_Task objective_
Shift every coordinate in the answers of the data below by adding 71 to each number, and write out all the lines again, requests included. Leave the pictures out.

─── Stored data

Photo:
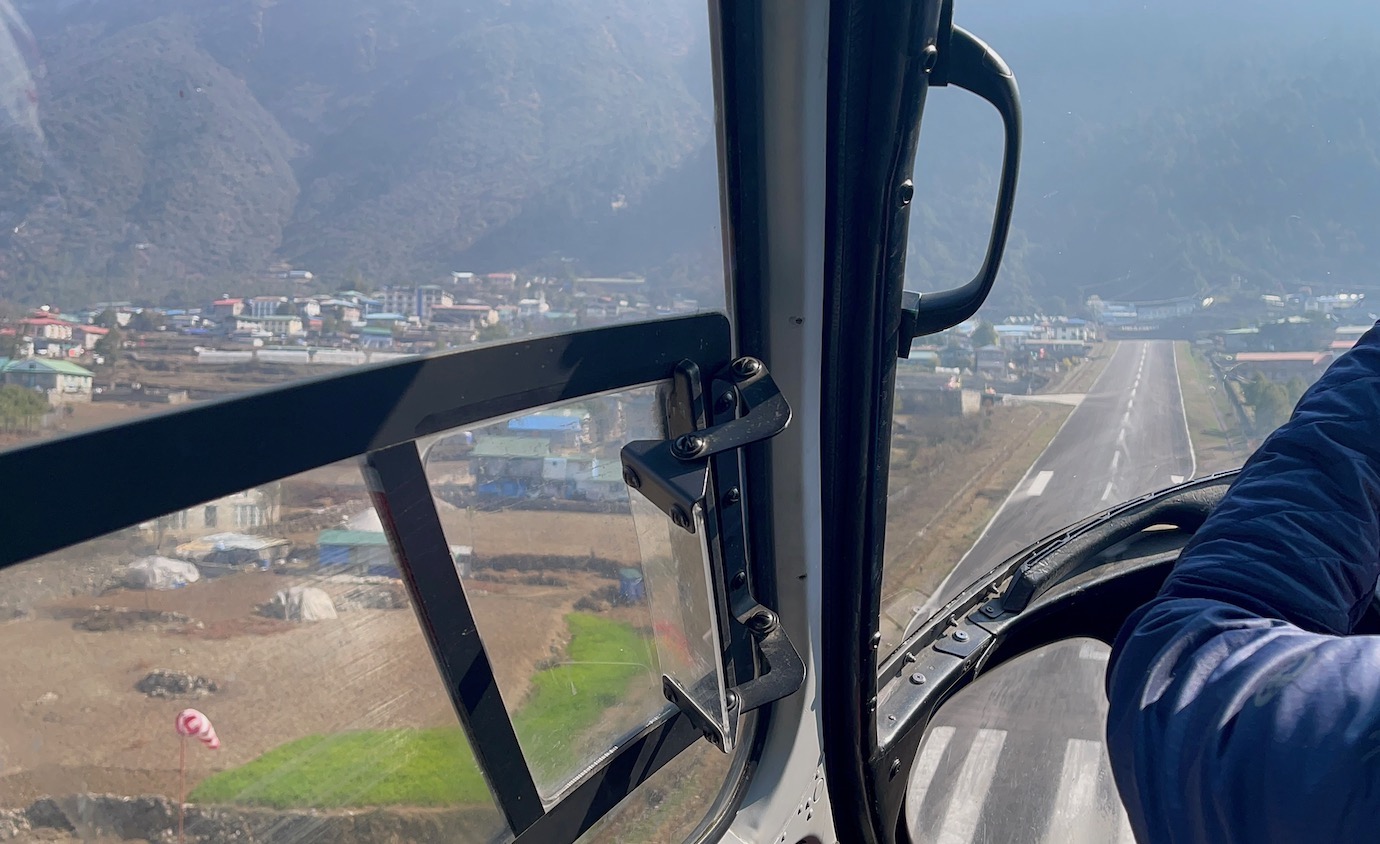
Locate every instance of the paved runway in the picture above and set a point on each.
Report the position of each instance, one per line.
(1019, 756)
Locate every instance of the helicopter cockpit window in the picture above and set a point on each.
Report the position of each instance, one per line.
(1118, 355)
(215, 204)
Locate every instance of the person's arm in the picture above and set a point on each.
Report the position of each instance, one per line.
(1239, 709)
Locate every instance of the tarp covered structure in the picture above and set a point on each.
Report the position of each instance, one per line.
(160, 573)
(302, 603)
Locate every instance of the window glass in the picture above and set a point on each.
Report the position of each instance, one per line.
(538, 515)
(210, 197)
(291, 636)
(671, 804)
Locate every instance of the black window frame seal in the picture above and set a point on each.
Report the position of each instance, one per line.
(878, 61)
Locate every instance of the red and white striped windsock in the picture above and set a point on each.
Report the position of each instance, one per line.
(193, 724)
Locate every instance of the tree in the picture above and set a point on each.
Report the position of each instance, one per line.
(111, 345)
(1271, 408)
(984, 335)
(493, 333)
(1296, 388)
(21, 407)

──────

_Completed task_
Photo:
Locate every instance of the paved runway in the picture above and set a point on each.
Report the position of each instance, one per line.
(1090, 827)
Locate every instance of the helicopter cockpit window in the picture above and set a point on each.
Report the position of each instance, one per line.
(1189, 426)
(286, 275)
Locate every instance of the person's arm in the picture above and set a point on each.
Report the position of each instance, one per line.
(1310, 780)
Locate every instance of the tarp covered structure in the picture above and set a point on each.
Report the position of each instance, one per line.
(231, 644)
(373, 674)
Locate every instance of the window glass in the picture above and set a point on each.
Report the position of each instance, one per line.
(609, 586)
(281, 268)
(362, 707)
(742, 875)
Locate every instance of the black window frame seal in the picture above and set a point on each.
Report the position of each instance, one per line.
(949, 132)
Locate every instance of the red and white striped windsock in the picture above and set a point on each.
Report the position of each instance, one per line.
(264, 795)
Locate every instance of the tree in the picture above and set a point on each.
Report the position of each instance, one per line.
(182, 416)
(1342, 479)
(1055, 406)
(564, 404)
(1367, 459)
(92, 478)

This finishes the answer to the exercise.